Given problem: Can you copy every row below, swapping "Roster-mapping task" for "Point-labeling task" and leaving all else as it is?
■ ■ ■ ■ ■ ■ ■
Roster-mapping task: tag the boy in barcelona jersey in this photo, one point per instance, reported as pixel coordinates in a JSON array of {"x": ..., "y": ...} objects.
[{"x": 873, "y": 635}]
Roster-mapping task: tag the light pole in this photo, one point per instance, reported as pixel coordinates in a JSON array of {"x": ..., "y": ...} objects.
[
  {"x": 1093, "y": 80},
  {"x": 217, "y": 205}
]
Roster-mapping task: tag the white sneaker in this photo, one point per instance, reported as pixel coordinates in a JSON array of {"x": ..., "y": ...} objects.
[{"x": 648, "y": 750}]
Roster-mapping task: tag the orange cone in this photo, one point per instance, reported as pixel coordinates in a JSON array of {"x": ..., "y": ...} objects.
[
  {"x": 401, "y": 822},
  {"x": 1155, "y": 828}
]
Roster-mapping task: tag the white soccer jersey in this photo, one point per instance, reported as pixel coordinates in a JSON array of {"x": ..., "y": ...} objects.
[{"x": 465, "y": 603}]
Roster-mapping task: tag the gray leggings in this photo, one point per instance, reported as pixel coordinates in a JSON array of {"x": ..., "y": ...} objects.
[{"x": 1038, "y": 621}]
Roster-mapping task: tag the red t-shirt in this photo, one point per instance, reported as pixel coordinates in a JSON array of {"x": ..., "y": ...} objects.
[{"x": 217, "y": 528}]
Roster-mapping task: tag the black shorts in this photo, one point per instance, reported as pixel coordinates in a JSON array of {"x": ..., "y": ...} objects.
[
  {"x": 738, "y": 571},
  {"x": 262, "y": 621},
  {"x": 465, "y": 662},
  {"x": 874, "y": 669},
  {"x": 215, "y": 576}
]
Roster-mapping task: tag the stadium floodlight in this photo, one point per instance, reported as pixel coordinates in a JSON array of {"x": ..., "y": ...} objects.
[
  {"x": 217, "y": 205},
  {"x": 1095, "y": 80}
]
■ ■ ■ ■ ■ ■ ■
Exercise result:
Point-labeling task: tag the boy in barcelona jersey in this photo, one point per instance, reported as pixel coordinates in a JSON array of {"x": ..., "y": ...} objects.
[{"x": 873, "y": 635}]
Point-labeling task: tag the light pole in this photo, one point per instance, reported as pixel coordinates in a JSON array of {"x": ..., "y": ...} objects.
[
  {"x": 1093, "y": 80},
  {"x": 217, "y": 205}
]
Point-labeling task: tag the white sneaker in this photo, one point per instance, reported as pixel coordinates in a JSON array of {"x": ..., "y": ...} objects.
[{"x": 648, "y": 750}]
Point-labeling task: tag the orange cone in this photo, one point per instance, reported as pixel coordinates in a JSON array of {"x": ..., "y": ...} objects.
[
  {"x": 401, "y": 822},
  {"x": 1155, "y": 828}
]
Point-labeling task: tag the white soccer jersey in this photo, one point per instance, reported as pixel coordinates in a JSON array of {"x": ..., "y": ...} objects.
[{"x": 465, "y": 603}]
Point-labeling task: tag the gray leggings in this photo, one point per instance, reported as pixel coordinates in a JSON array of {"x": ..., "y": ...} objects.
[{"x": 1038, "y": 621}]
Point-labeling task: tag the red t-shirt in this photo, one point per instance, reported as pixel coordinates in a JSON array of {"x": ..., "y": ...} objects.
[{"x": 217, "y": 528}]
Point-labeling task: tag the black shorts in this photo, one point per instance, reported as pixel coordinates in a JSON array of {"x": ..., "y": ...} objects.
[
  {"x": 738, "y": 571},
  {"x": 262, "y": 621},
  {"x": 465, "y": 662},
  {"x": 874, "y": 669},
  {"x": 215, "y": 576}
]
Point-labeling task: tag the stadium floodlight in this photo, one point per instance, reported as pixel coordinates in a JSON array of {"x": ..., "y": ...} objects.
[
  {"x": 217, "y": 205},
  {"x": 1095, "y": 80}
]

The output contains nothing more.